## TUS TAREAS
a - Según el texto sobre el progresismo sudamericano, ¿para qué fecha convocan un paro nacional los movimientos populares de Ecuador?
b - Por favor, repite sin cambios el pasaje del texto sobre el progresismo sudamericano que comienza en las palabras "A mi modo de" y termina después de "partidos de izquierda.".

Decir progresismo suena demasiado vago, porque en esa categoría pueden entrar procesos bien distintos. Entiendo por progresismo aquellos gobiernos que han intentado cambios en lo que fue el Consenso de Washington, pero nunca aspiraron a trascender el capitalismo en su fase extractiva y financiera.
Los gobiernos de Brasil, Argentina, Uruguay, Chile y Ecuador, así como Paraguay cuando fue gobernado por Fernando Lugo, entran de lleno en esa categoría. Los de Venezuela y Bolivia merecen un trato aparte, ya que han declarado su voluntad de trascender la realidad que heredaron y no sólo administrarla.
¿Porqué incluir al gobierno ecuatoriano de Rafael Correa en esa lista? Porque la relación con los movimientos sociales hace la diferencia. Los movimientos populares de Ecuador, indígenas, obreros y estudiantiles, están convocando un gran paro nacional para el 13 de agosto contra un gobierno autoritario, que persigue a dirigentes y organizaciones populares.
En toda la región sudamericana arrecian las campañas de las derechas mediáticas y los grupos empresariales, alentados por los Estados Unidos, para modificar los equilibrios de fuerzas a su favor. Pero asistimos también a una reactivación de los movimientos populares, de modo particular en Brasil, Chile, Ecuador y Perú, siempre en contra de un modelo que sigue concentrando la riqueza y frente a gobiernos que no han realizado cambios estructurales.
A mi modo de ver, es en Brasil donde se está produciendo un debate más profundo sobre los doce años de gobiernos del Partido de los Trabajadores (PT) encabezados por los presidentes Lula da Silva y Dilma Rousseff. Quizá porque Brasil representa la mitad de la región sudamericana en términos de población y producción, por su innegable trascendencia regional y global y, sobre todo, porque el PT fue creado desde abajo por sindicalistas, exguerrilleros y comunidades eclesiales de base, siendo el mayor partido de izquierda de América Latina, el impulsor de los foros sociales con los movimientos y del Foro de São Paulo con los partidos de izquierda.
El filósofo marxista Paulo Arantes, situado a la izquierda del PT y referente de buena parte de los debates sobre las izquierdas, sostiene que el país y la izquierda están cansados y exhaustos. «Agotamos por depredación extractivista el inmenso reservorio de energía política y social almacenada a lo largo de todo el proceso de salida de la dictadura», sostiene en una de sus últimas intervenciones (“Correio da Cidadania”, 15 de julio de 2015).

## EXTRACTOS DE REGISTROS

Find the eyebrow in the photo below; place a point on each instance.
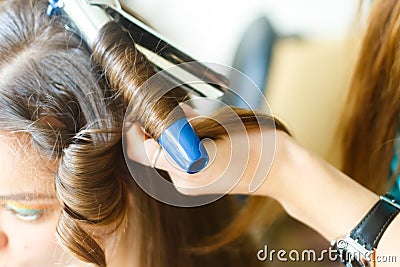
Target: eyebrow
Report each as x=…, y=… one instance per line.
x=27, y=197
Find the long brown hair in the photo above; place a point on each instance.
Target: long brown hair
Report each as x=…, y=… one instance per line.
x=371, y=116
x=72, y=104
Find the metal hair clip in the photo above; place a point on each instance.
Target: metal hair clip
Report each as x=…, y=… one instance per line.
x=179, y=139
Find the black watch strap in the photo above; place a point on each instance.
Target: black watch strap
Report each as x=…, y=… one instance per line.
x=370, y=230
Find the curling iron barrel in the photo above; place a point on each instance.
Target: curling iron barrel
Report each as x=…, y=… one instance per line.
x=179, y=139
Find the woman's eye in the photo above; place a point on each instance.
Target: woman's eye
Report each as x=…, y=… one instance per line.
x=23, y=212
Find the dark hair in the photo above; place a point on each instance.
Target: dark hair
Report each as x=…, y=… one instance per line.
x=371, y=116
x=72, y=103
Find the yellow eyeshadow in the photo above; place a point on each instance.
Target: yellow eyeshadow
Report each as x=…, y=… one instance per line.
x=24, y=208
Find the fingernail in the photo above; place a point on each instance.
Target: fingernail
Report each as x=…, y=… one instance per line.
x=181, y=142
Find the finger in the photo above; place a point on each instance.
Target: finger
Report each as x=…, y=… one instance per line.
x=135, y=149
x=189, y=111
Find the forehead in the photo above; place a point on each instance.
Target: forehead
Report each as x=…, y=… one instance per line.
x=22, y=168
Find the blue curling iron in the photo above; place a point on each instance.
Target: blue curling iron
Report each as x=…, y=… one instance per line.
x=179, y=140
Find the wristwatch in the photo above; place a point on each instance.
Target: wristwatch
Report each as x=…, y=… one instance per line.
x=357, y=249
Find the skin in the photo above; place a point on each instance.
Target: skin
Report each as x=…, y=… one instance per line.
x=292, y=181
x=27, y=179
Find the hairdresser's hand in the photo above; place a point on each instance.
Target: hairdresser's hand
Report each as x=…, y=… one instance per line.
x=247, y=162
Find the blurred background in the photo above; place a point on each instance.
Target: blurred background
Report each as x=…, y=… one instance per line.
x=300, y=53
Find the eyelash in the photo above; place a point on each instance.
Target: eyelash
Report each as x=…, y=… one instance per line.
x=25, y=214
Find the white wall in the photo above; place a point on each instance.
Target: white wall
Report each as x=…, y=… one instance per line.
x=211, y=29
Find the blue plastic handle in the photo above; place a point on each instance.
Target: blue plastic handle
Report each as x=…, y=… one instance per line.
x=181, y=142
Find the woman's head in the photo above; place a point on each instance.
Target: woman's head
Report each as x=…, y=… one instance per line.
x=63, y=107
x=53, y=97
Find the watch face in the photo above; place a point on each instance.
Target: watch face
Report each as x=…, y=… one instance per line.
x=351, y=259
* * *
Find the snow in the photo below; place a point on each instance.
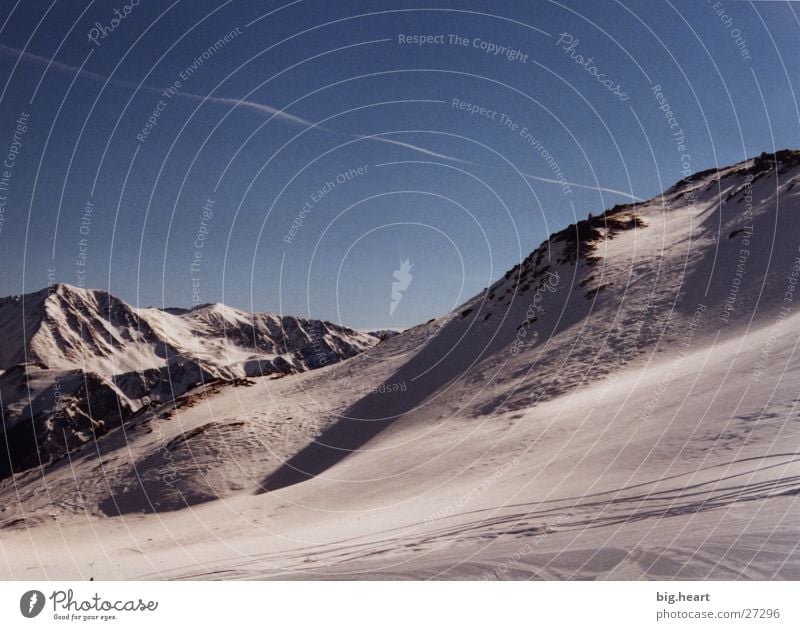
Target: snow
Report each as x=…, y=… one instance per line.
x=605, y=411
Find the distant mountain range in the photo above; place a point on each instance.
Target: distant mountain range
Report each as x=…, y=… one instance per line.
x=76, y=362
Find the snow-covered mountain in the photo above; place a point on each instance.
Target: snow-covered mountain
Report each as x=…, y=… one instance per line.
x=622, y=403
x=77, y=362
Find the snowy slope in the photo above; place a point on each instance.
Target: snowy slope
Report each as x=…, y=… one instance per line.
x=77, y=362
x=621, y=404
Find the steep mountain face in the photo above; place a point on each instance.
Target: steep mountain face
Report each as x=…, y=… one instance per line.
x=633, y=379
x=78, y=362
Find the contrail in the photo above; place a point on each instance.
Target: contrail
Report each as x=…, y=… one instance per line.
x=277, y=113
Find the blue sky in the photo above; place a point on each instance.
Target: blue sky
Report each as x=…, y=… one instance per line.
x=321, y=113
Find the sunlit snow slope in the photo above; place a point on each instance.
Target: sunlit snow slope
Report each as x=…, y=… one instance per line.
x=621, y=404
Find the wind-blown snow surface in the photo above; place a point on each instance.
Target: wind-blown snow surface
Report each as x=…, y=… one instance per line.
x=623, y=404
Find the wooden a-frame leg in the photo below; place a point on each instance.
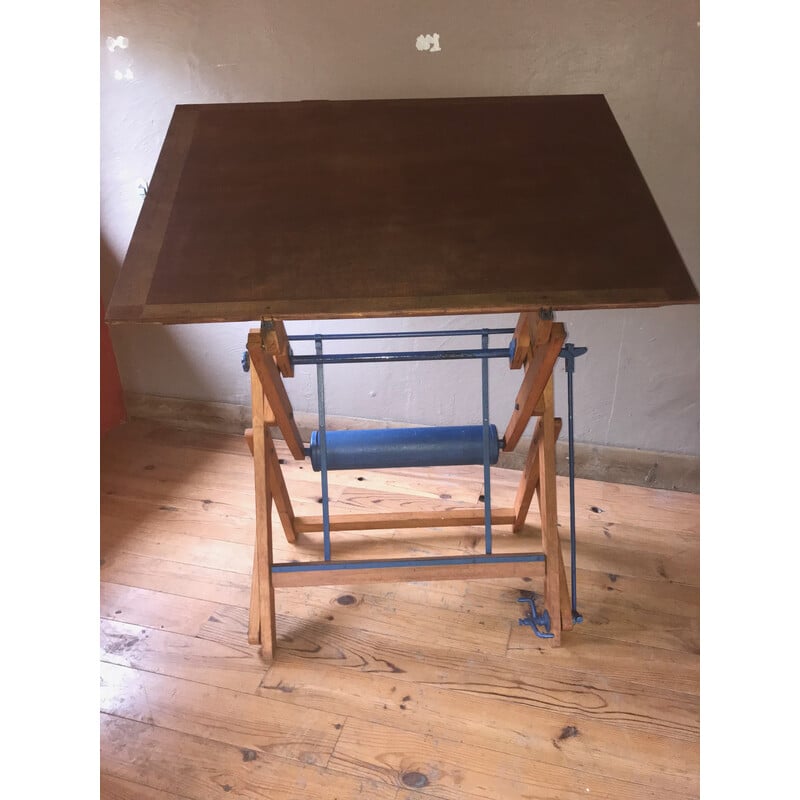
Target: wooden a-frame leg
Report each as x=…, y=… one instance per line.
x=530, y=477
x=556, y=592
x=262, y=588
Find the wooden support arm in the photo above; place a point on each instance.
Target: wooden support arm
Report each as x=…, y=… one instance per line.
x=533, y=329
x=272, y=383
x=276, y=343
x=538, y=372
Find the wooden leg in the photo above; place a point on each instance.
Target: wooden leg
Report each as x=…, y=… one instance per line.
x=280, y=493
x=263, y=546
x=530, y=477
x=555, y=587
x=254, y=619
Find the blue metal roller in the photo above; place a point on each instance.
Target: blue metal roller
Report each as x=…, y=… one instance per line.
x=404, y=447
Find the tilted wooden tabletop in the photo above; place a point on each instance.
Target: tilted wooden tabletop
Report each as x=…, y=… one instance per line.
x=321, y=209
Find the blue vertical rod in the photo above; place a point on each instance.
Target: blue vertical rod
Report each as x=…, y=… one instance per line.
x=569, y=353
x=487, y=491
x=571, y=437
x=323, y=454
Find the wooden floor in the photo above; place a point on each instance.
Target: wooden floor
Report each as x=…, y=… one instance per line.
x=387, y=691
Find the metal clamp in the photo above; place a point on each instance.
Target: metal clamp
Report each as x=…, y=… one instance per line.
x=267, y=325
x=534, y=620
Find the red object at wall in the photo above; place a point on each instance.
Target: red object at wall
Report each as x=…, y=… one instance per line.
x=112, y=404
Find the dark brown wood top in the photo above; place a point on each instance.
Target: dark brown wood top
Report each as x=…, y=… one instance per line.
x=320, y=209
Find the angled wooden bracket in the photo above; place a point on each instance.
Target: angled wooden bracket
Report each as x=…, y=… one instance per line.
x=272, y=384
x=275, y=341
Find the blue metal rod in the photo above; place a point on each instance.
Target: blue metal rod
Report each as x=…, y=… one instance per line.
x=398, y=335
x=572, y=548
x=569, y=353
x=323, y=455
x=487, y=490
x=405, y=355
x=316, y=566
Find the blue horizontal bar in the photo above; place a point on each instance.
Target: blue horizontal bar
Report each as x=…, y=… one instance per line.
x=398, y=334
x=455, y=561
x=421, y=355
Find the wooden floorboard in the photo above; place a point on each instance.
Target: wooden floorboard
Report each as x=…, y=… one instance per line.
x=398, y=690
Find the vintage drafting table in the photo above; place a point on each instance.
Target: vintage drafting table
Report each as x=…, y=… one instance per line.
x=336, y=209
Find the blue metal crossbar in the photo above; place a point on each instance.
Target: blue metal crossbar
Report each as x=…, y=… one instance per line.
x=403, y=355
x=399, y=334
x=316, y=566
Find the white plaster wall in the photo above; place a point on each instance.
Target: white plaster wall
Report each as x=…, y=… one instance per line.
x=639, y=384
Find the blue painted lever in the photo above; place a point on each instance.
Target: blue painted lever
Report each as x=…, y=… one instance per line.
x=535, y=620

## LISTA DE RESPUESTAS
a - Para el 13 de agosto.

b -
A mi modo de ver, es en Brasil donde se está produciendo un debate más profundo sobre los doce años de gobiernos del Partido de los Trabajadores (PT) encabezados por los presidentes Lula da Silva y Dilma Rousseff. Quizá porque Brasil representa la mitad de la región sudamericana en términos de población y producción, por su innegable trascendencia regional y global y, sobre todo, porque el PT fue creado desde abajo por sindicalistas, exguerrilleros y comunidades eclesiales de base, siendo el mayor partido de izquierda de América Latina, el impulsor de los foros sociales con los movimientos y del Foro de São Paulo con los partidos de izquierda.